### [Excerpted text]
┄┄┄┄┄┄┄┄┄┄┄┄┄┄┄┄┄┄┄┄
Charley Boone

Personal information
- Date of birth: March 26, 2002 (age 24)
- Height: 5 ft 7 in (1.70 m)
- Positions: Defender; midfielder;

Youth career
- Crossfire Premier SC

College career
- Years: Team / Apps / (Gls)
- 2020–2021: Gonzaga Bulldogs / 2 / (0)
- 2021–2024: Montana Grizzlies / 77 / (2)

Senior career*
- Years: Team / Apps / (Gls)
- 2025: Minnesota Aurora / 11 / (0)
- 2025–2026: Spokane Zephyr / 20 / (0)

= Charley Boone =

American soccer player (born 2002)

Charley Boone (born March 26, 2002) is an American professional soccer player who most recently played as a defender or midfielder for USL Super League club Spokane Zephyr. After spending the bulk of her college soccer career with the Montana Grizzlies, Boone played one season with Minnesota Aurora FC and was named the 2025 USL W League Defender of the Year.

== Early life ==
A native of Seattle, Washington, Boone was born to parents Jeff and Renee Boone. She has a sister, Georgia, with whom she ended up playing three seasons of college soccer at the University of Montana. Boone played club soccer for Crossfire Premier SC, where she was named to the 2019 Surf Cup All-Tournament team. The following year, Boone and Crossfire Premier would win the cup, becoming the second-highest ranked team in the United States. Boone attended Seattle Preparatory School, where, as a freshman, she was named first-team All-Metro. She then transferred to Roosevelt High School and received one conference MVP honor in her senior year.

== College career ==

=== Gonzaga Bulldogs ===
Boone played one season for the Gonzaga Bulldogs after leaving high school. She had difficulty breaking into Gonzaga's squad and ended up only playing 7 minutes in 2 appearances across the season. At the end of the campaign, Boone opted to enter the NCAA transfer portal in search of other opportunities.
┄┄┄┄┄┄┄┄┄┄┄┄┄┄┄┄┄┄┄┄
### [Source data]
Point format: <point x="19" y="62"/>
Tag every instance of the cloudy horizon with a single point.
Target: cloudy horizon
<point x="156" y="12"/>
┄┄┄┄┄┄┄┄┄┄┄┄┄┄┄┄┄┄┄┄
### [What to work on]
**1)** Could you rewrite the paragraph of the Charley Boone article that begins "A native of Seattle, Washington" as a short list that keeps its main facts?
**2)** Would you carry on the Charley Boone article, picking up right after its final sentence?

### [In response]
**1)**
- Born in Seattle, Washington, to Jeff and Renee Boone.
- Has a sister, Georgia, and the two played three seasons of college soccer together at the University of Montana.
- Played club soccer for Crossfire Premier SC and was named to the 2019 Surf Cup All-Tournament team.
- Won the cup with Crossfire Premier the next year, when the club became the second-highest ranked team in the United States.
- Named first-team All-Metro as a freshman at Seattle Preparatory School.
- Transferred to Roosevelt High School and earned one conference MVP honor as a senior.

**2)**
=== Montana Grizzlies ===
Boone, who has multiple familial connections to the state of Montana, ultimately chose to transfer to the University of Montana ahead of the 2021 fall season. In her first season with the Lady Griz, she appeared in 19 matches, mostly as a substitute. Despite often finding herself on the bench, Boone still managed to make an impact on the team. In her second-ever career start, she scored the 87th-minute game-winner in the 2021 Big Sky semifinal match. The Grizzlies would go on to win the championship title and then advance to the NCAA tournament, where they were defeated by Washington State in the first round. Boone received the starting nod for both matches. At the end of her sophomore college season, Boone was named the Grizzlies' Newcomer of the Year and also earned a spot on the Big Sky All-Tournament team.

The following season, Boone cemented herself as a staple in Montana's squad. She started all 20 of the Grizzlies' matches at center back and played all but 44 minutes of the campaign. Boone reached greater heights as a senior, receiving recognition on the All-Big Sky First Team and as the Montana defensive MVP. She led the team in minutes as the Grizzlies posted the best defensive season in Big Sky history, conceding only 9 goals in 19 matches.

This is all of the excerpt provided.